**Work to do:** Please quote each of the items below word for word.

[START OF Records to use]

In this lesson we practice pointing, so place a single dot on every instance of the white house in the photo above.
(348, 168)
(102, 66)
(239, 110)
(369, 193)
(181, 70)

[END OF Records to use]

**Answer to the problem:**
In this lesson we practice pointing, so place a single dot on every instance of the white house in the photo above.
(348, 168)
(102, 66)
(239, 110)
(369, 193)
(181, 70)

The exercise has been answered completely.